* Tujuan 1
Tolong tulis ulang persis sebagian tulisan tentang Arief Budiman di bawah, mulai dari kata-kata yang memuat "Catatan mengenang Arief" dan berhenti setelah "mampir ke Salatiga.".

* Potongan Dokumen

# # # # #

Minggu, November 17, 2024

Catatan mengenang Arief Budiman

Must read

“Gerryyyy…”

Teriakan dari sebuah ruangan memecah hening malam di rumah unik di Jalan Kemiri, tak jauh dari kampus Satya Wacana, Salatiga. Malam itu, kami (Gerry van Klinken, Ward Berenschott, dan saya) mampir ke Salatiga.

Teriakan Arief Budiman begitu emosional, pertanda relasi dekat dan personal. Leila Ch. Budiman agak kaget, memori suaminya masih kuat terhadap sosok Indonesianis yang banyak menerbitkan buku dalam bahasa Indonesia, terutama di Obor itu.

Lalu, Arief dipapah Leila ke ruang tengah, menemui para tetamu. Leila menawarkan teh hangat, minuman kesukaan Arief. Rumah itu begitu nyaman. Dirancang oleh Romo Mangun yang arsitek. Bagi pasangan ini, rumah kayu dengan beberapa angsa ini banyak kenangan. Juga kenangan pahit ketika satu per satu ancaman dan teror terus berlangsung, utamanya sejak konflik internal di UKSW.

Leila bercerita, rumahnya pernah dilempari (maaf) kotoran manusia di zaman Orde Baru. Teror bergelombang, Arief berteguh. Ia tetap menemui tamu yang rerata aktivis. Ia juga terus menjadi narasumber yang dinanti.

Sepanjang percakapan 40 menit itu, memori Arief masih segar, terutama kalo kami memancing dengan menyebutkan nama-nama dan peristiwa yang identik dengannya. Leila bercerita ketika menikah, minta Mochtar Lubis, kebetulan sesama orang Padang, menjadi saksi pernikahan. Arief tersenyum mendengar nama pendiri Obor itu.

# # # # #

* Baris Data
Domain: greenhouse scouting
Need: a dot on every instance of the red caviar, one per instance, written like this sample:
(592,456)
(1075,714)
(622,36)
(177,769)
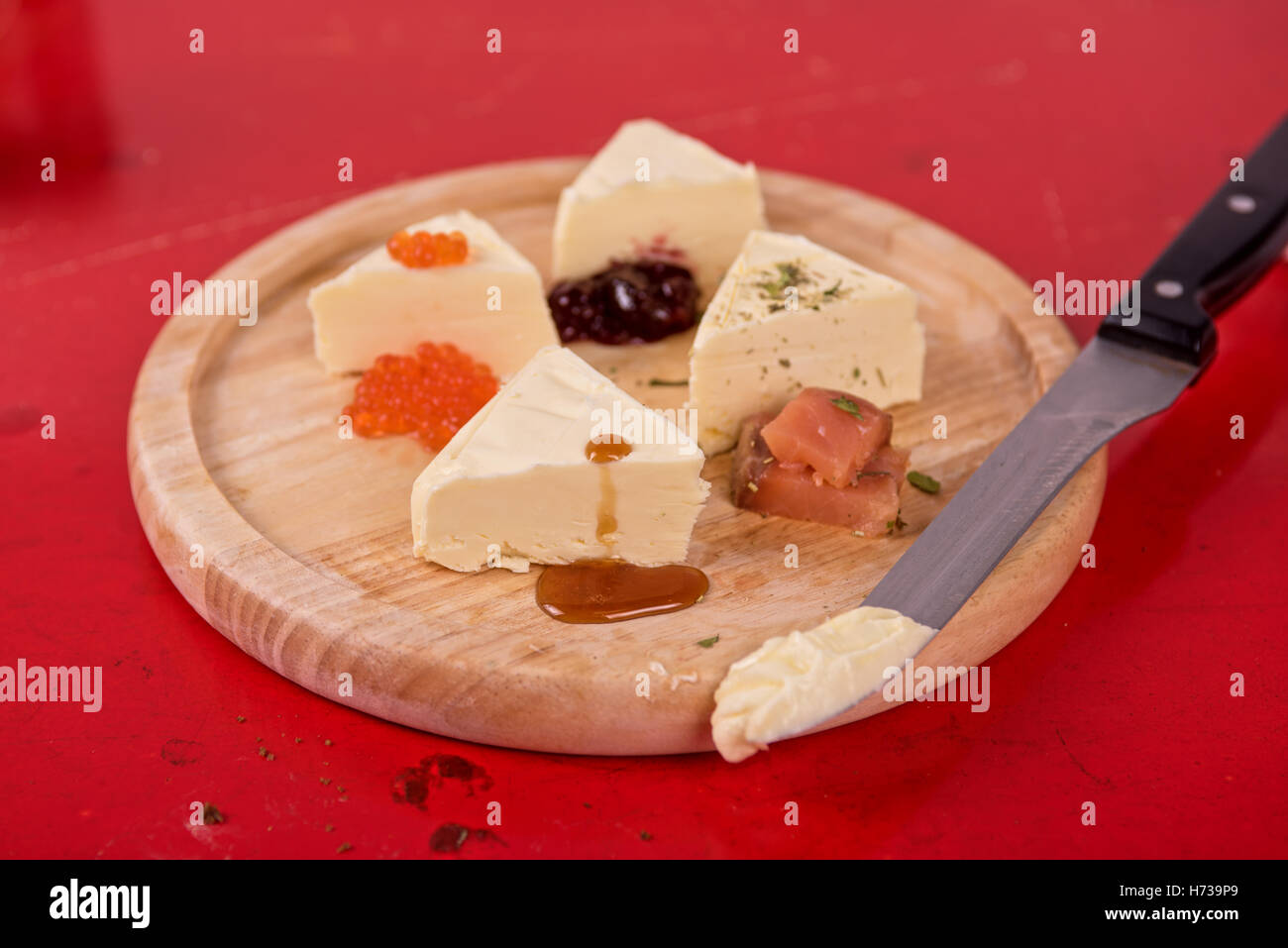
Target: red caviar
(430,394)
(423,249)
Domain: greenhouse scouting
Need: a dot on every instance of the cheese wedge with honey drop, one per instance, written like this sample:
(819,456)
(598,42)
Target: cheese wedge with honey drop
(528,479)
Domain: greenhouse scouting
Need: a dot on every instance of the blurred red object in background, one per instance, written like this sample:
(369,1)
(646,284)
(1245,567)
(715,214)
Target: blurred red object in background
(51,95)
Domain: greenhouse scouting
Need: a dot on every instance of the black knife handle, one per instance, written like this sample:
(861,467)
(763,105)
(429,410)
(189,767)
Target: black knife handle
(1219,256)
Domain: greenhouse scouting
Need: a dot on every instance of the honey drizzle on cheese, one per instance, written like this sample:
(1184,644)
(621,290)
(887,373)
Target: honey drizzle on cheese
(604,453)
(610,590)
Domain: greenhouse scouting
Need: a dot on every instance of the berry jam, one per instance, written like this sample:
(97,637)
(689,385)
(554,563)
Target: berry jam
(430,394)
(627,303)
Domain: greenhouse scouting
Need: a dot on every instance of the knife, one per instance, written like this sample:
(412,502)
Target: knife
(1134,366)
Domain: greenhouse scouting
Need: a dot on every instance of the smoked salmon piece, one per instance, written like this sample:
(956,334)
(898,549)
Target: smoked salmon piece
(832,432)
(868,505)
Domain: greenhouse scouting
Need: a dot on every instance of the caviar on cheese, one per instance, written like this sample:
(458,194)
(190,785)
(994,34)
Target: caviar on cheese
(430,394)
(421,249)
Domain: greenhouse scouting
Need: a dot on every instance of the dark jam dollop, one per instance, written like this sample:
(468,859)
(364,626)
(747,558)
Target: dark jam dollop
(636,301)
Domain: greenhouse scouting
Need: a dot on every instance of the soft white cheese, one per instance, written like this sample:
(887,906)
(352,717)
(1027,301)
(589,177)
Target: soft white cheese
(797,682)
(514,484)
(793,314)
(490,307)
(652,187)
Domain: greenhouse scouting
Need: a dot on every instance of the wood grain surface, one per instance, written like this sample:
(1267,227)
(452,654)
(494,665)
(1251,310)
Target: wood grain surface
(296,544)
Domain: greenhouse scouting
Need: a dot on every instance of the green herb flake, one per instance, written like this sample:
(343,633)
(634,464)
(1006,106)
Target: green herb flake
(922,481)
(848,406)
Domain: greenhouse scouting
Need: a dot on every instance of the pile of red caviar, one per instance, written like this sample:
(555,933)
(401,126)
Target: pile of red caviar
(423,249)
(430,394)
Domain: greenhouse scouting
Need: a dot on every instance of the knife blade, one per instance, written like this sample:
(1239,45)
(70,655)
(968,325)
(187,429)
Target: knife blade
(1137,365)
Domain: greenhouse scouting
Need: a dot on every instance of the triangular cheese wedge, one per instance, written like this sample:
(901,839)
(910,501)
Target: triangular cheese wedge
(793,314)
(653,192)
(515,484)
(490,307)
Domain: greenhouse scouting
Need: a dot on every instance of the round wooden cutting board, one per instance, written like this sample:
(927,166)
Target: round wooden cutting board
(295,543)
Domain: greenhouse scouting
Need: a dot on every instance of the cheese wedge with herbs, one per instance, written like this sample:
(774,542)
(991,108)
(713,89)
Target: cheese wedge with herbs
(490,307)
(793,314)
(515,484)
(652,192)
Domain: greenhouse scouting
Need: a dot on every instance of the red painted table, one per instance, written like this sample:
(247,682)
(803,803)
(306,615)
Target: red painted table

# # # # #

* Tujuan 2
Sebutkan berapa baris catatan di atas yang memuat kata "table", dengan membedakan huruf besar dan kecil. Jawab dengan angkanya saja.

* Jawaban Tugas 1
Catatan mengenang Arief Budiman

Must read

“Gerryyyy…”

Teriakan dari sebuah ruangan memecah hening malam di rumah unik di Jalan Kemiri, tak jauh dari kampus Satya Wacana, Salatiga. Malam itu, kami (Gerry van Klinken, Ward Berenschott, dan saya) mampir ke Salatiga.

* Jawaban Tugas 2
2